[Data items]

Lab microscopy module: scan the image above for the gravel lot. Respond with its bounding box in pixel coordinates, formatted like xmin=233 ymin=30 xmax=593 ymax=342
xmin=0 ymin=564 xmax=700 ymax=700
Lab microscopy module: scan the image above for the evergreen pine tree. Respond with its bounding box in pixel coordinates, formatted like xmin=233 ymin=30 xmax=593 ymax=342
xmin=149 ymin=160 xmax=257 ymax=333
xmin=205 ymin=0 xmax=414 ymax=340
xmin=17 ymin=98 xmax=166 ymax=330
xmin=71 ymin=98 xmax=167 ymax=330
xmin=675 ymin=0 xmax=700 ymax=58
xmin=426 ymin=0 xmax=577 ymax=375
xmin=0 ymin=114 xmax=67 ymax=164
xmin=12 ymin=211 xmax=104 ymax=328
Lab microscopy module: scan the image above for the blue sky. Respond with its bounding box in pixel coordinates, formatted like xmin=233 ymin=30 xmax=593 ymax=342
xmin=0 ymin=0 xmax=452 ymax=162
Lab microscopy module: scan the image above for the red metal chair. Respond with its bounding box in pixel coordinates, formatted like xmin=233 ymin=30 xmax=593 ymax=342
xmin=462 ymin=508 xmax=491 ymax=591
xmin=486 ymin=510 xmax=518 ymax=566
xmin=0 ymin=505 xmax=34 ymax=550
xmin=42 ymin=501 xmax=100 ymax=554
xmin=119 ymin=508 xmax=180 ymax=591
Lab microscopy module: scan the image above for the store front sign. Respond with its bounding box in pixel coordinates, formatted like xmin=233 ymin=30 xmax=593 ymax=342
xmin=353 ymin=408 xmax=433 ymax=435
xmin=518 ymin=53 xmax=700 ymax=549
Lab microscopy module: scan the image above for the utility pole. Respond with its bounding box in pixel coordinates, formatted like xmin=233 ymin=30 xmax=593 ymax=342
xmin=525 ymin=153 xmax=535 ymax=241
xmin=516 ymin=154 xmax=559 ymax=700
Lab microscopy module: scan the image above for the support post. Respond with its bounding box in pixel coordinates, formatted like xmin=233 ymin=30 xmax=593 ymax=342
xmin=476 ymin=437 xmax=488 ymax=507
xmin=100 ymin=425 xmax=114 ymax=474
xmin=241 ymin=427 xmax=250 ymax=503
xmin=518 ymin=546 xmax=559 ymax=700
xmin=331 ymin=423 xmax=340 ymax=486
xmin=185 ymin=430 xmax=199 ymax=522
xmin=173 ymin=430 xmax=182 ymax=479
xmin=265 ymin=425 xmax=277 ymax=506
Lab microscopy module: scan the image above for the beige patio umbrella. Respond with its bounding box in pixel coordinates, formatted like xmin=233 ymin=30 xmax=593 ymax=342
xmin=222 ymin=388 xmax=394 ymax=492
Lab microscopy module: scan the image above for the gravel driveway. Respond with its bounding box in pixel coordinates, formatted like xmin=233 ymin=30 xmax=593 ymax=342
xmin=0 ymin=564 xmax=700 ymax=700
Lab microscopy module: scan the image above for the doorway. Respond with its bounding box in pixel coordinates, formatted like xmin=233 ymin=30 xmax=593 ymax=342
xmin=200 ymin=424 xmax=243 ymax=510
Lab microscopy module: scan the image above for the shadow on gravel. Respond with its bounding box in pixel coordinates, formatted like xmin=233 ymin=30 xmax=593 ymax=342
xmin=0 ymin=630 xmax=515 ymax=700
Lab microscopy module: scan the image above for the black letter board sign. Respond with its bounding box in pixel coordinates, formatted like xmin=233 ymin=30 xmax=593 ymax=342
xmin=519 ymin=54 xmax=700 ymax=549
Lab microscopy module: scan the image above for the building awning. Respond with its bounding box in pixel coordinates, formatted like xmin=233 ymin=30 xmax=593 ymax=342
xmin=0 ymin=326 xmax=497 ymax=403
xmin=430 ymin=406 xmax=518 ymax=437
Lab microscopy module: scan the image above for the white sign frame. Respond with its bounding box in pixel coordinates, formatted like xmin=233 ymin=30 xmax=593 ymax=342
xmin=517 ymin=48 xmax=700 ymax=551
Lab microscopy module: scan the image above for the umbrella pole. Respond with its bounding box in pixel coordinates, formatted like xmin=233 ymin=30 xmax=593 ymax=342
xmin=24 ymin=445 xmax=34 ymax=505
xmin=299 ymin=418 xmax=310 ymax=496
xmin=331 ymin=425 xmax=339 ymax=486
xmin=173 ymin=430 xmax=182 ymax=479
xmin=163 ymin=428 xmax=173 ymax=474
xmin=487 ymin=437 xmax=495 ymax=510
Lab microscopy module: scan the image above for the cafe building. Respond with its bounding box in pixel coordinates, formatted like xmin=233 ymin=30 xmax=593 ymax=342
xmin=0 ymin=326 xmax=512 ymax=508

• _Written exercise_
Print the rows above again, line for line, with no changes.

• _Response for this exercise_
Lab microscopy module: scan the image above for the gravel lot. Respond with its bounding box in pixel coordinates, formatted like xmin=233 ymin=30 xmax=593 ymax=342
xmin=0 ymin=564 xmax=700 ymax=700
Lab microscopy module: scan the image above for the evergreen pine tree. Respond with its bounding box in pixel coordinates, formatted like xmin=233 ymin=30 xmax=593 ymax=342
xmin=149 ymin=160 xmax=257 ymax=333
xmin=205 ymin=0 xmax=414 ymax=340
xmin=17 ymin=98 xmax=166 ymax=330
xmin=71 ymin=98 xmax=167 ymax=330
xmin=675 ymin=0 xmax=700 ymax=58
xmin=426 ymin=0 xmax=577 ymax=375
xmin=0 ymin=114 xmax=67 ymax=164
xmin=12 ymin=211 xmax=104 ymax=328
Lab microscopy module: scan the image above for the blue sky. Respond with its bounding box in pixel coordinates, formatted like xmin=233 ymin=30 xmax=593 ymax=342
xmin=0 ymin=0 xmax=452 ymax=162
Lab microscopy module: scan the image above for the red metal chair. Respond with its bounding box in pixel coordinates, formatted like xmin=233 ymin=30 xmax=593 ymax=342
xmin=462 ymin=508 xmax=491 ymax=591
xmin=486 ymin=510 xmax=518 ymax=566
xmin=0 ymin=505 xmax=34 ymax=550
xmin=42 ymin=501 xmax=100 ymax=554
xmin=119 ymin=508 xmax=180 ymax=591
Lab microscopy module: scan the image above for the store front sign. Respond with its bounding box in pixel coordinates, formatted like xmin=233 ymin=30 xmax=593 ymax=342
xmin=353 ymin=408 xmax=433 ymax=435
xmin=518 ymin=53 xmax=700 ymax=549
Lab microscopy module: scan the image above for the utility pole. Respond with its bounding box in pixel coordinates, formatted like xmin=233 ymin=30 xmax=593 ymax=342
xmin=525 ymin=153 xmax=535 ymax=241
xmin=516 ymin=154 xmax=559 ymax=700
Lab microscopy module: scan the image above for the support post. Respond with its bounding box in pixel coordinates, formatted like xmin=233 ymin=30 xmax=593 ymax=342
xmin=476 ymin=437 xmax=488 ymax=507
xmin=100 ymin=425 xmax=114 ymax=474
xmin=241 ymin=427 xmax=250 ymax=503
xmin=518 ymin=546 xmax=559 ymax=700
xmin=331 ymin=423 xmax=340 ymax=486
xmin=185 ymin=430 xmax=199 ymax=522
xmin=173 ymin=430 xmax=182 ymax=479
xmin=265 ymin=425 xmax=277 ymax=506
Lab microscopy module: scan the image above for the beige patio umbrella. Respond with its bounding box in pixel coordinates, formatted like xmin=233 ymin=30 xmax=593 ymax=342
xmin=222 ymin=388 xmax=394 ymax=492
Lab microscopy module: scan the image above for the gravel driveway. Respond with its bounding box in pixel coordinates, formatted like xmin=233 ymin=30 xmax=593 ymax=342
xmin=0 ymin=564 xmax=700 ymax=700
Lab microscopy module: scan the image above for the doorway. Respond with its bounding box in pixel coordinates, formatted like xmin=233 ymin=30 xmax=593 ymax=342
xmin=200 ymin=424 xmax=243 ymax=510
Lab microscopy module: scan the image above for the shadow on gravel. Respond with its bounding box in pixel coordinates, formatted like xmin=233 ymin=30 xmax=593 ymax=342
xmin=0 ymin=630 xmax=515 ymax=700
Lab microscopy module: scan the image above for the black letter board sign. Respond with its bounding box in pixel coordinates, formatted like xmin=233 ymin=30 xmax=593 ymax=342
xmin=519 ymin=54 xmax=700 ymax=549
Lab microscopy module: scan the image above for the building awning. Respond with its bounding box in pixel coordinates, formatted like xmin=233 ymin=30 xmax=593 ymax=342
xmin=0 ymin=326 xmax=497 ymax=403
xmin=430 ymin=406 xmax=518 ymax=437
Lab microscopy module: scan the image above for the white sign frame. Respond with its bounding box in pixel coordinates, formatted like xmin=233 ymin=30 xmax=593 ymax=342
xmin=517 ymin=48 xmax=700 ymax=551
Lab microscopy module: scan the image above for the umbrella pole. Respond with its bounding box in pixel coordinates, formatted like xmin=233 ymin=30 xmax=593 ymax=342
xmin=24 ymin=445 xmax=34 ymax=505
xmin=299 ymin=418 xmax=310 ymax=496
xmin=331 ymin=425 xmax=339 ymax=486
xmin=173 ymin=430 xmax=182 ymax=479
xmin=163 ymin=428 xmax=173 ymax=474
xmin=487 ymin=437 xmax=495 ymax=510
Lab microscopy module: scan the image above for the cafe building. Respond with its bounding box in pixel coordinates, formatted like xmin=233 ymin=30 xmax=593 ymax=342
xmin=0 ymin=326 xmax=512 ymax=508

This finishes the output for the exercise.